# PROMPT
Show every line in the collected data entries below that contains the word "blue", copying each one in full.

Collected data entries:

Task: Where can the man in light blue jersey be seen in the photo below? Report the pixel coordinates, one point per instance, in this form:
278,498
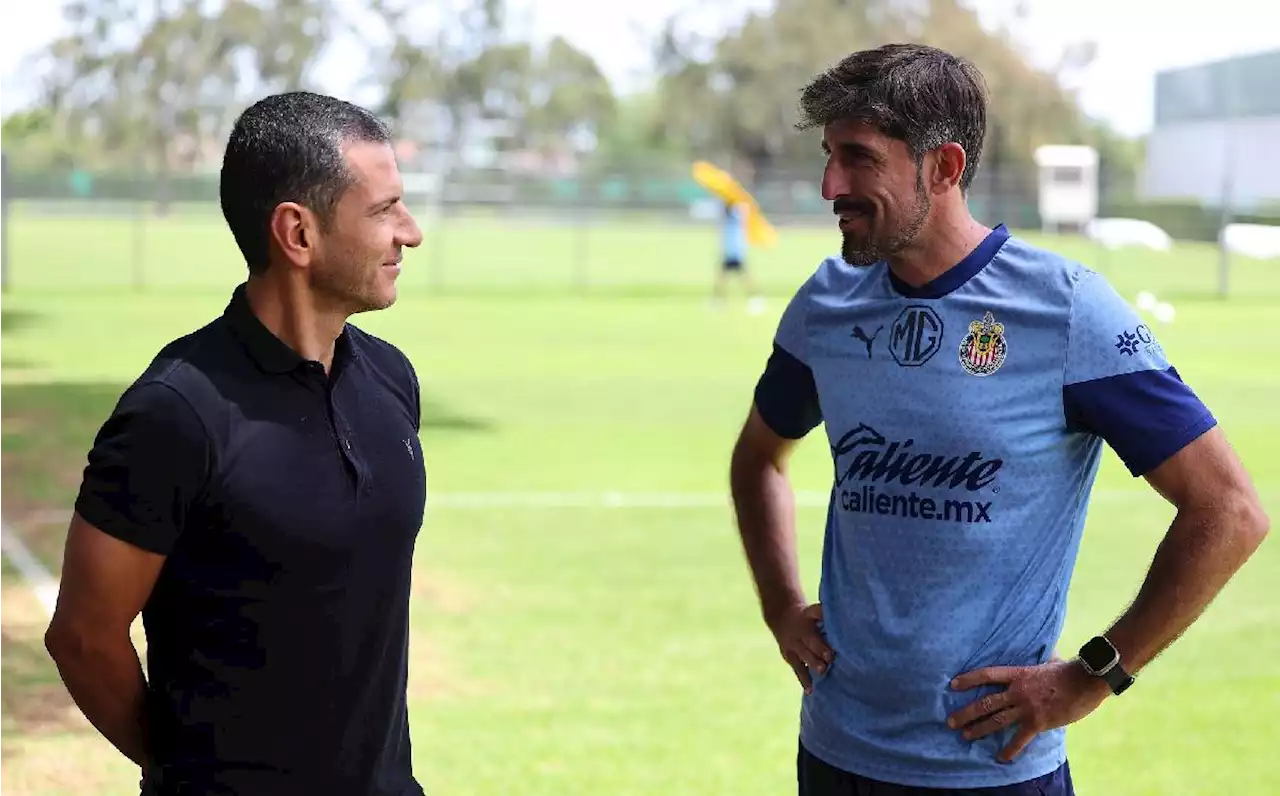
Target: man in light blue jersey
968,383
734,245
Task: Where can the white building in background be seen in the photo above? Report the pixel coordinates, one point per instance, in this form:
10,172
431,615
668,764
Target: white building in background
1216,133
1068,186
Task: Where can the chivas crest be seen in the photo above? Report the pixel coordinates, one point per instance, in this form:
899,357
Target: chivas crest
983,350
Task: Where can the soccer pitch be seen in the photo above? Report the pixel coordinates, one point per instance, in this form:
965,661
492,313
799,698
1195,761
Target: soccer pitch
584,621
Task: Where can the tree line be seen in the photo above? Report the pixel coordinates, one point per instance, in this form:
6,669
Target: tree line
152,83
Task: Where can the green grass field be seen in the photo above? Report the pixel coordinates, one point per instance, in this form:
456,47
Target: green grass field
571,646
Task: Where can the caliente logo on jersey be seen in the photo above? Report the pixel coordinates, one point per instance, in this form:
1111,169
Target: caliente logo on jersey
869,467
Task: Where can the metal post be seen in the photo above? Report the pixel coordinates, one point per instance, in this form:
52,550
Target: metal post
1224,255
5,190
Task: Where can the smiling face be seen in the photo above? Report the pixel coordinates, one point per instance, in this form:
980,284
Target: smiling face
877,190
360,250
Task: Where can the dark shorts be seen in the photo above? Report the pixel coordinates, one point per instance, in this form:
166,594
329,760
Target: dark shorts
818,778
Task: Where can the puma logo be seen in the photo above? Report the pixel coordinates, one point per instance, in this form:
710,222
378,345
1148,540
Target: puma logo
868,341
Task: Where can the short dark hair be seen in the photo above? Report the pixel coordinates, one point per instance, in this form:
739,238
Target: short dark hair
287,147
919,95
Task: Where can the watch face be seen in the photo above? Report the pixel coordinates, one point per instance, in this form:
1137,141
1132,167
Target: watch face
1097,654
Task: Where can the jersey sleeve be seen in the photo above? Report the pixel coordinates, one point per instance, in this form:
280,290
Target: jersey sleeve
149,462
786,394
1120,385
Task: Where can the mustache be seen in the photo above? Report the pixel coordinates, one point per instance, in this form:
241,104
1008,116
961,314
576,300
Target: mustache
848,205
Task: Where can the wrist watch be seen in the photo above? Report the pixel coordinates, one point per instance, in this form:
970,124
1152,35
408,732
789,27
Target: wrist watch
1100,658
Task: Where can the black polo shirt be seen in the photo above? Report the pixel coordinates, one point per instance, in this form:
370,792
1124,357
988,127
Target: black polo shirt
287,502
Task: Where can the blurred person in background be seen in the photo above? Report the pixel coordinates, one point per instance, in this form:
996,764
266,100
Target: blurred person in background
734,247
968,383
257,492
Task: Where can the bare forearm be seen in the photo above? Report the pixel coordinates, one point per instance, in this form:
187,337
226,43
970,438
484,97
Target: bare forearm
1196,559
108,685
764,504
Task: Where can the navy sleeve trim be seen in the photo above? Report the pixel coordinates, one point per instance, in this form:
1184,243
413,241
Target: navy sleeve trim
1144,416
786,396
149,462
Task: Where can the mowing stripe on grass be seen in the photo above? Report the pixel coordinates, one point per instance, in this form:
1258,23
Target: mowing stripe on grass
41,582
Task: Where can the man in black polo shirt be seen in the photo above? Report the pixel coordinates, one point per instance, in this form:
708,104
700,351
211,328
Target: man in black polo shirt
257,492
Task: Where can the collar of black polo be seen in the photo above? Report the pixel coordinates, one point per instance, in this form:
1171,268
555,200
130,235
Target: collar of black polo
269,351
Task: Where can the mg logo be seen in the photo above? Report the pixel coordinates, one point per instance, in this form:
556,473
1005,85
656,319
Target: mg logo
917,335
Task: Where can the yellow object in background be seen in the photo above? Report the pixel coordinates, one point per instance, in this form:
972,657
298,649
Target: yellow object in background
722,184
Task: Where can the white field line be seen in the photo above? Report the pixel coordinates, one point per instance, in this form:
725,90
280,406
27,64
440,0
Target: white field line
41,582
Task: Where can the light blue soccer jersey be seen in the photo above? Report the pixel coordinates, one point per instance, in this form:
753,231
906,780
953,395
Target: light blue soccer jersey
734,233
965,420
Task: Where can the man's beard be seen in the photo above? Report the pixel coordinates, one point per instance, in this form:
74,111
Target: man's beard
863,252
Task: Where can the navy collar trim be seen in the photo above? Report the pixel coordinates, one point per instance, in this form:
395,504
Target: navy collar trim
959,274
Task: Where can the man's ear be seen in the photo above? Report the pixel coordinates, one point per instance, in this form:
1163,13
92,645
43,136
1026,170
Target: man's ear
295,232
949,163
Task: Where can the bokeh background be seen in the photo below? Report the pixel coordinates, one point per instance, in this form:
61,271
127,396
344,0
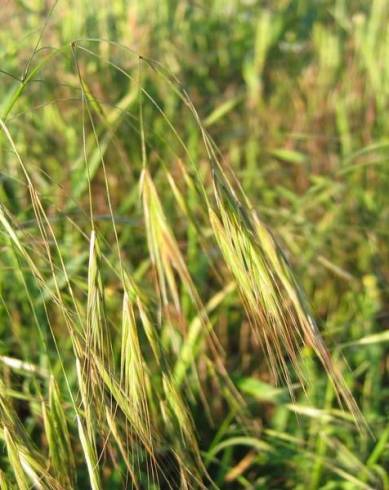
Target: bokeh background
295,95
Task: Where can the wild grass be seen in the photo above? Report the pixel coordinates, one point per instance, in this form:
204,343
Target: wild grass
194,260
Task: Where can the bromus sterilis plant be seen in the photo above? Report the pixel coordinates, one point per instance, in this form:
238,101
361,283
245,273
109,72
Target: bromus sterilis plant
148,307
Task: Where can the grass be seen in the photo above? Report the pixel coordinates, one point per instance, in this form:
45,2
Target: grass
193,236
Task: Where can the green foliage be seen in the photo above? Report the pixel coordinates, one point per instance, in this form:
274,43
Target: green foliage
193,207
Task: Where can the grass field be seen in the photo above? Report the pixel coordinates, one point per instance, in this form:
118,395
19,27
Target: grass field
194,210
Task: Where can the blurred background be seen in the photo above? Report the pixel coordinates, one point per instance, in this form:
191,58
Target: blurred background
295,95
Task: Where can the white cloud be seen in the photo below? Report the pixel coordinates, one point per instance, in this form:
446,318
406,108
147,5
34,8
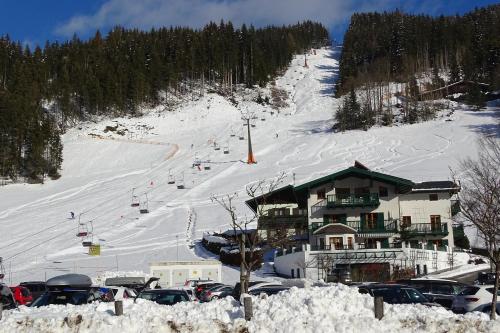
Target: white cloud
145,14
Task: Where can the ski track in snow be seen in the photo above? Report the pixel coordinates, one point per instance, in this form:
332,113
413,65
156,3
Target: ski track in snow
98,174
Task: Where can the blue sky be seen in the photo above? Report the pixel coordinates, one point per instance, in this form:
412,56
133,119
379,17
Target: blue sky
35,21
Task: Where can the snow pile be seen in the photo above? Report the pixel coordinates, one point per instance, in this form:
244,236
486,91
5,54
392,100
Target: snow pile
336,308
215,239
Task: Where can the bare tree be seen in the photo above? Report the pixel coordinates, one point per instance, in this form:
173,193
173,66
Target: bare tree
480,201
258,193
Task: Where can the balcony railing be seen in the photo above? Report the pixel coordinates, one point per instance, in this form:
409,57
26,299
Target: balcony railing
455,207
291,220
390,226
352,200
420,229
458,231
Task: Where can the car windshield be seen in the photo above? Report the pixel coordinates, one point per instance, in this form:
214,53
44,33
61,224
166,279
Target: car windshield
469,291
63,297
413,295
491,290
166,297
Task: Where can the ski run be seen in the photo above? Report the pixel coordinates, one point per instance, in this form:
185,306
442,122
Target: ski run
104,171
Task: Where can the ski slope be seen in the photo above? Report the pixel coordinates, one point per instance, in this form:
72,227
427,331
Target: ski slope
100,170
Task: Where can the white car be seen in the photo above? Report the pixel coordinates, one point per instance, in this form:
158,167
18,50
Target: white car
474,298
121,293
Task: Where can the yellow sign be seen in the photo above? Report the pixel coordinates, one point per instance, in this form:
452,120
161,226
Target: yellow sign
95,250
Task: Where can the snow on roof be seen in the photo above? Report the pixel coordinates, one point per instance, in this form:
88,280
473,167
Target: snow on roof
445,185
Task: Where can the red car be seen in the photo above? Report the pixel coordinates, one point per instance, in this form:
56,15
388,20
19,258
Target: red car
22,295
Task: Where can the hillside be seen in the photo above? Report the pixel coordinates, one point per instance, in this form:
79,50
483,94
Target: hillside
101,168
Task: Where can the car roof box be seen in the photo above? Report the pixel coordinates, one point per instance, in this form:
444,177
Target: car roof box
69,280
125,281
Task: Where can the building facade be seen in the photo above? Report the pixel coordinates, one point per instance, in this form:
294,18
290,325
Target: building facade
361,223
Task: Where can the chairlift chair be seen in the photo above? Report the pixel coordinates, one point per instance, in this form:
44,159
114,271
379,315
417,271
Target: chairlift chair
180,184
83,230
143,209
135,199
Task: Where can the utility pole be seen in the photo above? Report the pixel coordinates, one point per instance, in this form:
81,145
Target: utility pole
177,245
251,159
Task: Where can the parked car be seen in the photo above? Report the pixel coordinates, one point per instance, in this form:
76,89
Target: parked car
22,295
252,285
189,291
121,293
396,294
215,293
73,289
485,278
192,283
6,297
204,286
37,288
437,290
475,298
165,296
268,290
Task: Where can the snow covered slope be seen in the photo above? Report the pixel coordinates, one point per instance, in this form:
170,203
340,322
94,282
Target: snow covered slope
101,168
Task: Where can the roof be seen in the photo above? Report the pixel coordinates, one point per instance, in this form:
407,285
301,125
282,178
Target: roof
283,195
403,184
335,228
435,186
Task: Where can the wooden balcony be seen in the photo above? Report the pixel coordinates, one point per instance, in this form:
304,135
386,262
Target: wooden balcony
292,221
389,226
352,200
424,229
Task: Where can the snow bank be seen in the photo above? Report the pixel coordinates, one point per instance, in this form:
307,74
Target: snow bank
215,239
336,308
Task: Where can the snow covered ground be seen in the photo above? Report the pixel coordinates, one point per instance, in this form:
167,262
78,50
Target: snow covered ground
335,308
100,169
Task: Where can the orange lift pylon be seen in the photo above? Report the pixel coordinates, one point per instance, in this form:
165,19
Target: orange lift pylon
251,159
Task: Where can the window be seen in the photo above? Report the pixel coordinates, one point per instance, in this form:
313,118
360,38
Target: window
342,192
336,243
334,218
383,192
371,220
406,221
435,222
360,191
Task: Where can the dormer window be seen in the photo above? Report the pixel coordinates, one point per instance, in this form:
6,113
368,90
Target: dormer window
433,197
383,192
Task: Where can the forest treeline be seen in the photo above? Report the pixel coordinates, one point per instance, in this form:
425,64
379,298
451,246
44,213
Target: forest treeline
45,89
395,47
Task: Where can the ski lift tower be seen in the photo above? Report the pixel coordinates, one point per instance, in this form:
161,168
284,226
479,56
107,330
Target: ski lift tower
250,159
2,270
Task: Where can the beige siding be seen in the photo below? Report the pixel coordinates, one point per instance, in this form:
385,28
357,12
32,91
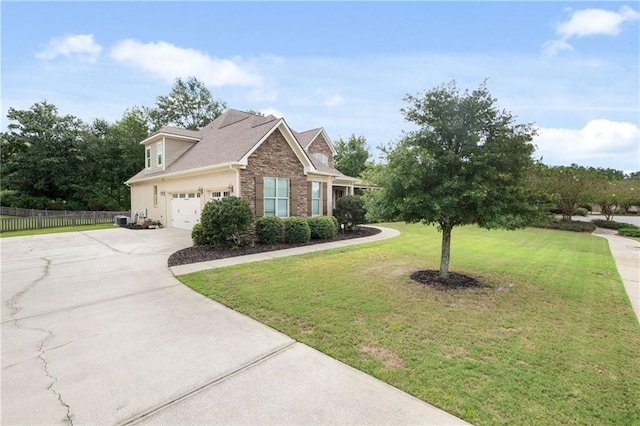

# OUTPUT FOR THIS EXERCISE
Task: Where can the man in light blue jersey be seen in the photo below? Report the pixel coordinates, one point per instance, in this form:
Target: man in light blue jersey
Task: Where can the light blue soccer jersey be seen in the photo above? Report the pixel coordinates, one point per instance, in this form:
Target: light blue soccer jersey
Task: Where can the blue sky be seen in the photo above? Report the pixel coordinates, one point per instance, in this form:
Target: blue sky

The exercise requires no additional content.